*WHAT NEEDS TO BE DONE*
Would it be possible to reproduce every entry exactly, please?

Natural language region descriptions
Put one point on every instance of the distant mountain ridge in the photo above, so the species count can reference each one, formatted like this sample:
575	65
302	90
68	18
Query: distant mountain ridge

*COMPLETED TASK*
Put one point on every instance of the distant mountain ridge in the photo above, so the species count can reference each one, formatted like this sample:
575	65
302	90
68	18
Query: distant mountain ridge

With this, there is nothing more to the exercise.